What is asked: Please write out exactly the lines that begin at the line containing "Task: place one keypoint per instance of the red swing" and run to the end of the records.

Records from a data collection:
** BEGIN **
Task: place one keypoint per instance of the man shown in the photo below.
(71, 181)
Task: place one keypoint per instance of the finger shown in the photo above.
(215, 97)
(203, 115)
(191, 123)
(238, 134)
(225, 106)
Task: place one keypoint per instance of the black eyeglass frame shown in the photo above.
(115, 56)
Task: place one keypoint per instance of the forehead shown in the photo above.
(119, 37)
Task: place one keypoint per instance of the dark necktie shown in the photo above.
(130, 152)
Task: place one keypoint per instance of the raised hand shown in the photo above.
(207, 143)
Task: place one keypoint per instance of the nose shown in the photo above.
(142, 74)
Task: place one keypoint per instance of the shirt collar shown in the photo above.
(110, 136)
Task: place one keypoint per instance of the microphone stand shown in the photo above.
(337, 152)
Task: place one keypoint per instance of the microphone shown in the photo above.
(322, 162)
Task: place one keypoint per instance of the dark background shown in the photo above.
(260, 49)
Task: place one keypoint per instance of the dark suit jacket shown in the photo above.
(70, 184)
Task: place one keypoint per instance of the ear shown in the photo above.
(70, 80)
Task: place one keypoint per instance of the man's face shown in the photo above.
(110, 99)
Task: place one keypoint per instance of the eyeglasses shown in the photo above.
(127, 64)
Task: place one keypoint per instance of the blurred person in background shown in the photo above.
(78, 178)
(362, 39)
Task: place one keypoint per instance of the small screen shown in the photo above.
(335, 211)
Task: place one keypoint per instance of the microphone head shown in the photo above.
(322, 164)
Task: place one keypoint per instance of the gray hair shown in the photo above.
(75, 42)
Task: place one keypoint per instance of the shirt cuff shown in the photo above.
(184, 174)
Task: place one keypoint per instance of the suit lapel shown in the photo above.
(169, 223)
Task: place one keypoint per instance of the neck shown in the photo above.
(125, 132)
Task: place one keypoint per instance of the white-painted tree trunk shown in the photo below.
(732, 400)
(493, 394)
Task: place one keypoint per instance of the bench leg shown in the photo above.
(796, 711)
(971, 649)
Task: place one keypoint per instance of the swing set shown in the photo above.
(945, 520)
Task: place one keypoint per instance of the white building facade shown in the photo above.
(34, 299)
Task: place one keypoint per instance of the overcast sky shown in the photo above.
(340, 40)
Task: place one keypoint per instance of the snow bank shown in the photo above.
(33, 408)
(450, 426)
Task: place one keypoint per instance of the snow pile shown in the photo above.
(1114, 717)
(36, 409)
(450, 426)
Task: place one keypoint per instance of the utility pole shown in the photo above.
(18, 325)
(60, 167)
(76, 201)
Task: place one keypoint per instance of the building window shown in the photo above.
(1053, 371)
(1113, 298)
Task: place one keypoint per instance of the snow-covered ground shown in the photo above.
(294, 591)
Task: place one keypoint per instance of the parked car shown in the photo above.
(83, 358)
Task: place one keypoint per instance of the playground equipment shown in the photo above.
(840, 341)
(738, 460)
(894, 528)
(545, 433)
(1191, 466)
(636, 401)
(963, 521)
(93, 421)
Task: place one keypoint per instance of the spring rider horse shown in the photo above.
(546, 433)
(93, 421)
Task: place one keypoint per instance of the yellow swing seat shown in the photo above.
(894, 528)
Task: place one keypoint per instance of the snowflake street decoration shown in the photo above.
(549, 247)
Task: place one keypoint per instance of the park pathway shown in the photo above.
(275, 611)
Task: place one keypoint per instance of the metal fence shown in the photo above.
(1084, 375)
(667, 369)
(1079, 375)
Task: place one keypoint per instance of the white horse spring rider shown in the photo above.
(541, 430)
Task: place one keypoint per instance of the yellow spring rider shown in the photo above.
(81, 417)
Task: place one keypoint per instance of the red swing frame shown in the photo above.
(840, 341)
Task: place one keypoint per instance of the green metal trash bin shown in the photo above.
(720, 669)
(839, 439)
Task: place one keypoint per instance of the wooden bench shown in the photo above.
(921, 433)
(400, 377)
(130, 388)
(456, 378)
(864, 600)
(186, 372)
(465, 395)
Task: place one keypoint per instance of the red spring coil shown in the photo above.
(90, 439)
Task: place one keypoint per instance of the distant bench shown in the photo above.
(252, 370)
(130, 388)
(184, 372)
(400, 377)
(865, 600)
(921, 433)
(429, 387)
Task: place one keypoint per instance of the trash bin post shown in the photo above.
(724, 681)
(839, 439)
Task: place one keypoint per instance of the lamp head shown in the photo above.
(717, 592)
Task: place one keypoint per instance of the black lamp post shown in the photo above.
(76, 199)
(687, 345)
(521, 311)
** END **
Complete response:
Task: place one keypoint per instance of the red swing frame shown in the photo above.
(840, 341)
Task: place one keypoint per instance of the green metal trash bin shown in the photo above.
(720, 669)
(839, 439)
Task: place one keypoint per instance of the wooden bench shown in the photo above.
(921, 433)
(400, 377)
(130, 388)
(456, 378)
(864, 600)
(186, 372)
(465, 395)
Task: place one keypoint per instance of the red spring coil shown in the photo above.
(90, 439)
Task: place one keypoint per instance of the distant bench shown in the photo above.
(252, 370)
(130, 388)
(184, 372)
(400, 377)
(865, 600)
(921, 433)
(429, 387)
Task: place one keypoint per instance of the trash bin post shown in the photo above.
(724, 681)
(839, 439)
Task: place one keypoint per instance of the lamp head shown in the photo above.
(717, 592)
Task: place one keypoint per instance of the black lamp post shown in the photo above.
(76, 199)
(687, 345)
(521, 311)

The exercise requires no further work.